Passage provided =
# # # #
It is impossible to watch Diana Taurasi, the best player in the WNBA, probably the best women’s player in the world, and not feel the fire burning through your television. Few women – heck, few men – play with what seems like an intense, pulsing glow radiating across the court.

It is also impossible for Diana Taurasi to turn off her fervor. There is no switch, nothing to trip her mind, to tell her basketball is over for the day and it is time to settle down. Instead the pulsing continues. Did she have a good practice? Was she productive? Will she be productive tomorrow?

Will she win? She must always win.

“I think about it 24 hours a day,” she says. “I feel like Bobby Fischer a little bit.”

Diana Taurasi's banishment from a Turkish team prompted her to relax.
(Getty Images)

For all those who mock the WNBA, who think the league that begins its 15th season Friday lacks the seriousness of the NBA, perhaps they have never watched the guard from the Phoenix Mercury, never seen her take charge of a night, careening through the lane to score basket after basket when her teams needs them most.

Every day there is someone to sway – a coach, a teammate an opponent – even after they’ve all acknowledged that she’s probably the best ever. Their affirmations aren’t enough. She has to show them, show herself, tell them the extra 20 minutes of lifting weights, the extra jump shots, the running was worth it, that somehow in the day she is making herself or someone better. Slowing is so hard.

Only this winter she had to stop. The Turkish team for whom she was playing last winter dropped her after she tested positive for a mild stimulant called modafinil. She vehemently denied the allegations, even taking a polygraph test to establish her innocence. Her protestations were so strong, the Mercury’s general manager, Ann Meyers-Drysdale (who was something of the Taurasi of her day), believed her player immediately. Perhaps a part of Taurasi’s intensity is the fact she had never lied to the team in the past, and it seemed hard to believe she would now.

It was only after Taurasi returned to the United States that word came down: The testing company had made a mistake. There had been no positive test. There hadn’t been a stimulant. As if she needed anything more to drive her on the court. This week, the World Anti Doping Agency suspended accreditation for the testing company for six months, as much a validation that Taurasi was telling the truth as any.

But her banishment from the Turkish team also brought a strange but welcome benefit. It prompted her to relax.

She never had time away from basketball before. While playing at the University of Connecticut, there were always summer teams, national teams, tournaments in which to play. Her first four years in the WNBA she’d play the summer-fall league season in the U.S. and then go to Russia to play professionally through the winter and early spring. Add in the Olympics and World Championships and she was exhausted.

Meyers-Drysdale remembers Taurasi’s former college coach Geno Auriemma, who was also coach of the national team last summer, lamenting at the World Championships that Taurasi was there in body but her mind was drained. By missing the rest of the Turkish season, Taurasi could rest.

“Actually, they did her a favor,” Meyers-Drysdale says.

The general manager pauses to consider the notion, then adds, “You know she’s never been healthy since she’s been in the WNBA?”

Now she is.

Where do you go when you’ve won nine championships between college, the WNBA and overseas? You keep pushing.

Diana Taurasi was forced to grow up when faced with some personal adversity.
(Getty Images)

“To me, it’s like Bill Russell, you sustain it,” Meyers-Drysdale says.
# # # #
[Dataset excerpt]
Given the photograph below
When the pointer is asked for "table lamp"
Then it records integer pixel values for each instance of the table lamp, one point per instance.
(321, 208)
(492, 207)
# # # #
Request A =
Answer these questions from the article on Diana Taurasi:
(i) What stimulant was she said to have tested positive for?
(ii) For how long did the World Anti Doping Agency suspend the testing company's accreditation?
(iii) How many championships has she won between college, the WNBA and overseas?
Request B =
Does each statement agree with the article on Diana Taurasi? Answer yes or no for each, and quote the deciding words.
(i) Taurasi took a polygraph test to establish her innocence.
(ii) During her first four WNBA years, she spent the winters playing professionally in Turkey.
(iii) Meyers-Drysdale doubted Taurasi's denial at first.
Request C =
Continue the article on Diana Taurasi from the point where it stops.

Written answer A =
(i) Modafinil
(ii) Six months
(iii) Nine

Written answer B =
(i) Yes: "even taking a polygraph test to establish her innocence"
(ii) No: "then go to Russia to play professionally through the winter and early spring"
(iii) No: "believed her player immediately"

Written answer C =
There was a time Taurasi did not like the attention. This came early at Connecticut, one of those rare places where women’s basketball players are festooned with the kind of acclaim most men at even big college basketball schools aren’t. The interviews kept coming. Day after day. The words repeating in her mind. She began dreaming she was doing interviews, sitting up in bed, tying her hair in a bun – as she often did when talking to the media – and prepared for the onslaught of questions until she realized it was nighttime and there was no interview and she could go back to sleep.

Eventually grew out of his and came to dominate women’s college basketball. Twice she was the college player of the year and led UConn to three national titles. For seven years she’s essentially been the face of the WNBA, its best player, the one who generates its few highlights on the nightly roundups, who seizes the games down five with two minutes left, attacking, attacking, attacking until Phoenix finally wins.

This has made her an MVP. This has won her two titles with the Mercury. This has left Auriemma to laugh at the silliness of the question when asked who in the armada of stars who played for him was best. Taurasi.

But there was a price to pay; a heavy one when she was arrested in 2009 and charged by Phoenix police with an “extreme DUI” after she tested with a blood alcohol content of .17, more than twice the legal limit. She later pleaded guilty to a DUI and served a day in jail. A lesser player in the league probably would have avoided the public shame, yet since arrests are a rare thing in the WNBA and Taurasi was the league’s best player, the words “extreme DUI” hummed across the news wires. It was an embarrassment for a league trying to hard to grow.

And yet it was something else too.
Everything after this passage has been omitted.